- _Exercise brief_
Copy out all of the rows below, putting "point" in place of "marker" wherever it occurs and changing nothing else.

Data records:
▬▬▬▬▬▬▬▬▬▬
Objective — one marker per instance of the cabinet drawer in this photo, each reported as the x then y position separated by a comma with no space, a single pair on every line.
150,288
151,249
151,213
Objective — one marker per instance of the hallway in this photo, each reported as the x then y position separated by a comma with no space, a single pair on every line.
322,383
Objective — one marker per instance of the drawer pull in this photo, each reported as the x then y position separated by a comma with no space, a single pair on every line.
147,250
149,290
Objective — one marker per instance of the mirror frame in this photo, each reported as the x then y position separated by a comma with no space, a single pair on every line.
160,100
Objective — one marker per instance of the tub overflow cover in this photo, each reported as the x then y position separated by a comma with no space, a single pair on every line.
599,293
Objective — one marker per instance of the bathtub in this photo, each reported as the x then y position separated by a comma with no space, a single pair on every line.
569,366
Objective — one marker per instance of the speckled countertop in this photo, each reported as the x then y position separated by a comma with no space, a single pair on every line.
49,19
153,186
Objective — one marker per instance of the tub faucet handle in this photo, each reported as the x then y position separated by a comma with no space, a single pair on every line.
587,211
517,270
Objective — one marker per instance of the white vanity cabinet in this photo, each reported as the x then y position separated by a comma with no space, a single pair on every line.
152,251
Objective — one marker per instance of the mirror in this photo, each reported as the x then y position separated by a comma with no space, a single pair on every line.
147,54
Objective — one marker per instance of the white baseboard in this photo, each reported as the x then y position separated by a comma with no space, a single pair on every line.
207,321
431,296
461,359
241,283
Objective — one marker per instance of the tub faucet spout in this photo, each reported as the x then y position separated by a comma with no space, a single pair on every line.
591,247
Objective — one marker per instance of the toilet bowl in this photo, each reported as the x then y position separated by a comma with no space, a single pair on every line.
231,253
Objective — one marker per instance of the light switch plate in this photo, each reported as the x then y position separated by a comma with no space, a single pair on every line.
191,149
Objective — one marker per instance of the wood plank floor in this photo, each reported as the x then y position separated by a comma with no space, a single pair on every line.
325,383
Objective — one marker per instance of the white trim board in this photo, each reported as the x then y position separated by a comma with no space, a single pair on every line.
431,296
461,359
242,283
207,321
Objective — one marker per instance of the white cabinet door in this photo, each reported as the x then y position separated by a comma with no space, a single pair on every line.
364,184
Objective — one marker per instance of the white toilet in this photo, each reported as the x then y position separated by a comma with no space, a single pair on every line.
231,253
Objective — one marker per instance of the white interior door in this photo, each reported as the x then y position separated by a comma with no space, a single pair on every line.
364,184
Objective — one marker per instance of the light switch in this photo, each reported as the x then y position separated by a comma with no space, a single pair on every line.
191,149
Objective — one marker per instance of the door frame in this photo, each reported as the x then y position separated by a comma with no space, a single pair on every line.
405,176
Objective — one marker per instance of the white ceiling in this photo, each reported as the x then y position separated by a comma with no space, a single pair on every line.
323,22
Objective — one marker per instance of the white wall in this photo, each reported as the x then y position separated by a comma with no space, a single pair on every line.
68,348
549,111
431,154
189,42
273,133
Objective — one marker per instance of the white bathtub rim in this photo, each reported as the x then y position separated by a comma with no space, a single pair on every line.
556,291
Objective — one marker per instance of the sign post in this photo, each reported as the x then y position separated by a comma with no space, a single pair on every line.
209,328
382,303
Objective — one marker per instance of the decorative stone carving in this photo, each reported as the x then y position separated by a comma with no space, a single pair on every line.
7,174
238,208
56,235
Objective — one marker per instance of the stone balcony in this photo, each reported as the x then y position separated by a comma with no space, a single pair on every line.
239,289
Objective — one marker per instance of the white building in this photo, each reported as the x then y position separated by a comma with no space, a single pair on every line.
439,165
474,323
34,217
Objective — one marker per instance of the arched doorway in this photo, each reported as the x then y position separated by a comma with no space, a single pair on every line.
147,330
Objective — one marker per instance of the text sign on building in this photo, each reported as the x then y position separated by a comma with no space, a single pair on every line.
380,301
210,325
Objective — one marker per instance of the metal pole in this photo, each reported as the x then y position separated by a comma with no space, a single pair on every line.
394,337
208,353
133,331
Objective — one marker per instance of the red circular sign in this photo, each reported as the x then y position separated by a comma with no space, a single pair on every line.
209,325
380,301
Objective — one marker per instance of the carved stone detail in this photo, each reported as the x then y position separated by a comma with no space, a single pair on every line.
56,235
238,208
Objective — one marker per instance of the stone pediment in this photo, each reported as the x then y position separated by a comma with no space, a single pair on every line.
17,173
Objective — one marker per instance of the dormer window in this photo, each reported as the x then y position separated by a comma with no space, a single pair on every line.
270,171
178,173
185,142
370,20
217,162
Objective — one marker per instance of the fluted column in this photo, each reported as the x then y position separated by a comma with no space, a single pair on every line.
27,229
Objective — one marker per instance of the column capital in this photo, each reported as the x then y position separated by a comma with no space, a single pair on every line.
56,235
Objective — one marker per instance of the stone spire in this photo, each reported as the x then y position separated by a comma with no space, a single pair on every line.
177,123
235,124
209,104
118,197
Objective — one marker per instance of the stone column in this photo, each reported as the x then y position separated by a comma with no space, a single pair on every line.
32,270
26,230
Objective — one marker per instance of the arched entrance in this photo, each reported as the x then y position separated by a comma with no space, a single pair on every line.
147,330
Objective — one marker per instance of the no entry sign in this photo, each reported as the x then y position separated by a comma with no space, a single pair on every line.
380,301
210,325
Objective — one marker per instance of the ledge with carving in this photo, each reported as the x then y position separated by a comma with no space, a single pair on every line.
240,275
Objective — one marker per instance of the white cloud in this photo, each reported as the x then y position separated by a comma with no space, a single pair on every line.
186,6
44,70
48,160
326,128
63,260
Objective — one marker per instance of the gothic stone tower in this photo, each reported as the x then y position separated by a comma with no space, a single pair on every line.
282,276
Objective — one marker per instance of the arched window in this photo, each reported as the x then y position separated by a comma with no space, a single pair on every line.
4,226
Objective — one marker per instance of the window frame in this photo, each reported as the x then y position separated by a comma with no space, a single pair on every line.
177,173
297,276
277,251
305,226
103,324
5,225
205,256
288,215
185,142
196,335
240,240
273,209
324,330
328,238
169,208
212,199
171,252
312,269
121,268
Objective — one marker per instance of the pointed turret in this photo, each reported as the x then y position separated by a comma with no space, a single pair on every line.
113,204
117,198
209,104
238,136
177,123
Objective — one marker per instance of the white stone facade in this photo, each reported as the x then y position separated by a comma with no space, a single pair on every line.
▬▬▬▬▬▬▬▬▬▬
- _Solved problem_
Objective — one point per instance of the cabinet drawer in this photo, each reported as the x then y position separated by a comma with no space, a single pair on every line.
150,288
151,249
151,213
Objective — one point per instance of the hallway in this photo, each reported as the x then y position separated by a comma with no space, a single pair on every line.
322,383
Objective — one point per instance of the drawer pull in this photo, each reported as the x then y position separated by a comma with no space, a single pair on every line.
147,250
149,290
Objective — one point per instance of the mirror frame in this photo, each reported as the x then y position separated by a comma with no space, a single pair on every line.
160,100
Objective — one point per instance of the tub overflow cover in this photo, each reported as the x then y position separated by a comma with no space, a single pair on every line.
599,293
Objective — one point per instance of the bathtub in this photo, each reported as the x then y position separated by a comma with no space, a single pair on every line.
569,366
Objective — one point per instance of the speckled countertop in this photo, each reported as the x then y position separated by a comma with no space, a single pair on every line.
49,19
153,186
Objective — one point per instance of the tub faucet handle in this photo, each reported as the x then y position separated by a comma with no space, a single pair on every line.
587,211
517,270
Objective — one point per instance of the white vanity cabinet in this photo, each reported as the x then y position separated by a comma with no space, a single pair on every line.
152,251
Objective — one point per instance of the mirror in this photo, each reported as the x then y position separated by a comma with no space, a single pair on every line.
147,54
Objective — one point per instance of the white baseboard in this photo, each reported as the x then y position separated by a comma with no space, a single pair on every line.
207,321
431,296
461,359
241,283
Objective — one point per instance of the tub faucet spout in this photo, each reported as the x then y position separated by a comma with no space, a single pair on every line.
591,247
Objective — one point per instance of the toilet bowl in this photo, each reported as the x then y position separated by a comma with no space, a single pair on every line.
231,253
Objective — one point per instance of the light switch plate in this photo, each reported as the x then y position separated by a comma with no space, a single pair on every line.
191,149
Objective — one point per instance of the wood plank floor in this photo, each reported as the x then y position separated by a comma with no space, a single pair on every line.
325,383
Objective — one point per instance of the white trim board in this photo, each reported as the x then y position separated by a comma with no space, a single pair on every line.
431,296
461,359
242,283
207,321
Objective — one point per instance of the white cabinet door in this photo, each reported as the x then y position separated by a comma with no space, a single pair on every line.
364,184
Objective — one point per instance of the white toilet in this photo, each reported as the x then y position separated by a comma with no space, a single pair on every line.
231,253
Objective — one point per instance of the white interior door in this photo, each reported as the x then y position separated by a comma with no space, a single pair on every line.
364,184
Objective — one point per instance of the light switch in this photo, each reported as the x then y position separated by a comma with no space, a single pair on every line.
191,149
Objective — one point per instance of the door frame in this photo, each reported as the x then y position separated by a comma with no space, a single pair on every line.
405,176
Objective — one point per instance of the white ceiling in this photo, each reported as the x then y position separated by a comma with no space, a single pair on every line.
323,22
Objective — one point per instance of the white wall in this photo, each reported as the x then y position separated by a comma with no space, a single pair on every line.
68,348
549,111
431,154
189,42
273,133
Objective — one point per instance of the white bathtub rim in this photo, each reported as the x then y position separated by a comma with no space, a single pair on every line.
556,291
Objective — one point per instance of the sign post in this photo, each reported as the x then y position separated by a comma with no space, a single pair on every line.
209,328
382,303
Objective — one point per instance of the decorative stone carving in this photo, each reported as the x then y position separated by a comma with no space, a single pair on every line.
7,174
238,208
56,235
Objective — one point per instance of the stone balcony in this photo, each reported as the x then y position separated by a comma with no space, a single pair on every line.
239,289
Objective — one point per instance of the white building in this photo, each reported as the x then y position separated by a comma with no space, a single pair on every line.
439,165
474,323
34,217
Objective — one point per instance of the arched doorway in this photo, each reported as the x then y position separated by a comma with no space, a single pair on every line.
147,330
Objective — one point per instance of the text sign on building in this photo, each reported as the x then y position separated by a comma with no space, a single pair on every line.
380,301
210,325
Objective — one point per instance of the metal pole in this photo, each reported as the x then y position separated by a comma with no space, a single pair on every line.
394,337
208,353
133,331
Objective — one point per instance of the red circular sign in this photo, each reported as the x then y position separated by a comma with no space, a single pair on every line.
209,325
380,301
Objective — one point per instance of the carved stone detail in this photo, each reported as the x then y position separated by a comma with no space, a single pair on every line.
56,235
238,208
Objective — one point per instance of the stone pediment in this photo, each reported as the x then y position separated by a comma with no space, a single pair on every line.
17,173
Objective — one point per instance of the dormer window in this photo, each reported as the x then y position separated by a comma with no space, a single pair on every line.
270,171
178,173
185,142
370,20
217,162
Objective — one point per instance of the fluted column in this photo, each reported as the x then y position separated by a comma with no space, a single pair on every line.
27,229
Objective — one point per instance of the column capital in this photo, each reported as the x then y position separated by a comma with no space, a single pair on every line.
56,235
Objective — one point per instance of the stone spire in this photo, each reported as the x then y position separated by a comma with no space, a single pair on every line.
177,123
235,124
209,104
118,197
Objective — one point per instance of the stone column in this photo, each reported as the x then y position separated by a comma with no space, a single pair on every line.
32,270
26,230
Objective — one point per instance of the arched entrance in this photo, each reported as the x then y position separated by a comma with no space, a single pair on every line.
147,330
Objective — one point per instance of the no entry sign in this photo, each reported as the x then y position separated by a comma with no space, a single pair on every line.
380,301
210,325
Objective — one point per instance of the ledge with carving in this photo, each reported as the x then y position separated by a comma with no space, a single pair on every line.
240,275
Objective — one point per instance of the white cloud in this photo, each reported as the x then y position separated by a comma with no space, a single pair on every line.
186,6
44,70
48,160
326,128
63,260
Objective — one point per instance of the gothic stone tower in this photo, each reported as the x then y position separated by a comma with no space, a single pair on every line.
282,276
Objective — one point per instance of the arched window in this photo, each reported as the x then y position separated by a comma with no space, a single pair on every line.
4,226
Objective — one point per instance of the window frame in this photo, each reported as the x then y position separated by a comma with no space, a single pair on every line.
177,173
297,276
277,251
305,226
103,324
5,225
205,256
288,215
185,142
196,335
240,240
273,209
324,330
328,238
169,208
212,199
171,252
312,269
121,268
Objective — one point per instance of the pointed turret in this photo, each reported as the x then y position separated by a comma with no space, a single pair on every line.
113,204
117,198
209,104
238,136
177,123
Objective — one point per instance of the white stone facade in this photo, each reported as the x then y position separated by a comma with no space, a single pair on every line.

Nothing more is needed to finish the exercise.